■ **Given passage**:
···

= Courtier's reply =

Fallacy that the critic lacks knowledge

The courtier's reply is a type of informal fallacy, coined by American biologist PZ Myers, in which a respondent to criticism claims that the critic lacks sufficient knowledge, credentials, or training to pose any sort of criticism whatsoever. It may be considered an inverted form of argument from authority, where a person without authority disagreeing with authority is presumed incorrect prima facie.

A key element of a courtier's reply, which distinguishes it from an otherwise valid response that incidentally points out the critic's lack of established authority on the topic, is that the respondent never shows how the work of these overlooked experts invalidates the arguments that were advanced by the critic.

Critics of the idea that the courtier's reply is a real fallacy have called it the "Myers shuffle", implying calling someone out for an alleged courtier's reply is a kind of rhetorical dodge or trick.

==Usage history==
American biologist and academic PZ Myers coined the term "courtier's reply" in a December 2006 entry on his blog, Pharyngula. Myers was reacting to some of the criticism leveled at the 2006 book The God Delusion, in which author Richard Dawkins argued against the existence of a supernatural creator. Critics argued that Dawkins' lack of qualifications in philosophy or theology called into question a number of his arguments. Myers responded to this criticism by making an analogy, comparing Dawkins to the boy at the end of the fable The Emperor's New Clothes, who is the only reasonable voice that recognizes the Emperor is naked. Myers satirized the aforementioned critics as follows:

I have considered the impudent accusations of Mr Dawkins with exasperation at his lack of serious scholarship. He has apparently not read the detailed discourses of Count Roderigo of Seville on the exquisite and exotic leathers of the Emperor's boots, nor does he give a moment's consideration to Bellini's masterwork, On the Luminescence of the Emperor's Feathered Hat. We have entire schools dedicated to writing learned treatises on the beauty of the Emperor's raiment, and every major newspaper runs a section dedicated to imperial fashion; Dawkins cavalierly dismisses them all. He even laughs at the highly popular and most persuasive arguments of his fellow countryman, Lord D. T. Mawkscribbler, who famously pointed out that the Emperor would not wear common cotton, nor uncomfortable polyester, but must, I say must wear undergarments of the finest silk. Dawkins arrogantly ignores all these deep philosophical ponderings to crudely accuse the Emperor of nudity.

···

■ **Source data**:
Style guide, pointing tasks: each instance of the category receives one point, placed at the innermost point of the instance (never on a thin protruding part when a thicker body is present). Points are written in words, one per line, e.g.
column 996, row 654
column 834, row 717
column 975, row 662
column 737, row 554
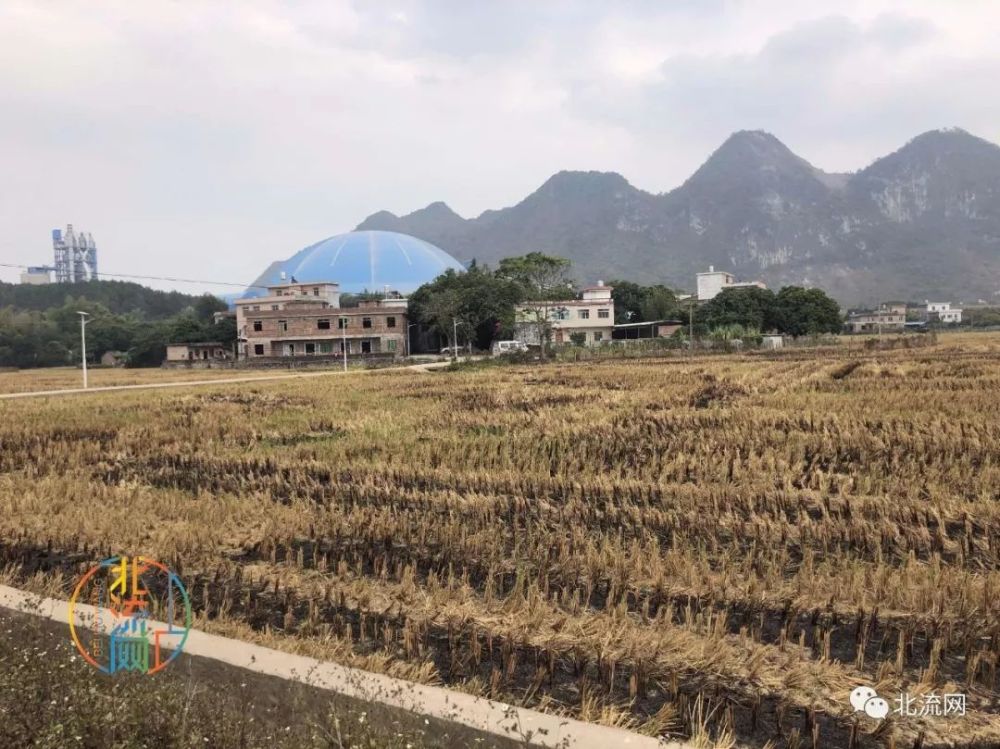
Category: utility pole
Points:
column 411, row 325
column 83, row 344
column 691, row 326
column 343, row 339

···

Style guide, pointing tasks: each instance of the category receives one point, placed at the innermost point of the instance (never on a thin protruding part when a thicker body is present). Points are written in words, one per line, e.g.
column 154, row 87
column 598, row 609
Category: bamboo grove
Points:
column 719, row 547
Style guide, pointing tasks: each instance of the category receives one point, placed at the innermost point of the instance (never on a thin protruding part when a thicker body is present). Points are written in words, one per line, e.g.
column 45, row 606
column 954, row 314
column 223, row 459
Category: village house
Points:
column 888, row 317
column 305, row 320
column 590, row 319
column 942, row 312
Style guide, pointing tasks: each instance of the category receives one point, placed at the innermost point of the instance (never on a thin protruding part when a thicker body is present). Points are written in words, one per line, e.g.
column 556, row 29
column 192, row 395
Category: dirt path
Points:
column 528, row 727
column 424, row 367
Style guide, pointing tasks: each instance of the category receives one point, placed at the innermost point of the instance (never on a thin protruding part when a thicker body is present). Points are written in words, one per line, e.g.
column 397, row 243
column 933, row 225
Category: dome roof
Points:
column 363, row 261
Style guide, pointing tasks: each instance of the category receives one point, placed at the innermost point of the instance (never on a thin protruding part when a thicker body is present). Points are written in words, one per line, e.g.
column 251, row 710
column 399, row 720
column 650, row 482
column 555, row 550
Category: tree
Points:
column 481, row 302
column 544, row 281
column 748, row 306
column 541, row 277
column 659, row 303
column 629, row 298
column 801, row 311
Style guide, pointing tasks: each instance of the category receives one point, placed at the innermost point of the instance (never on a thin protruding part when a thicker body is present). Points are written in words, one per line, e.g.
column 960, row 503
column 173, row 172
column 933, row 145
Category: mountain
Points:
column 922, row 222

···

■ **Problem A**: According to the passage on the courtier's reply, where and when did PZ Myers coin the term?
■ **Problem B**: Translate this sentence from the passage on the courtier's reply into Spanish: "Critics argued that Dawkins' lack of qualifications in philosophy or theology called into question a number of his arguments."
The lines above are separate material and are not part of the passage on the courtier's reply.

■ **Answer space A**: He coined it in a December 2006 entry on his blog, Pharyngula.

■ **Answer space B**: Los críticos argumentaron que la falta de titulación de Dawkins en filosofía o teología ponía en duda varios de sus argumentos.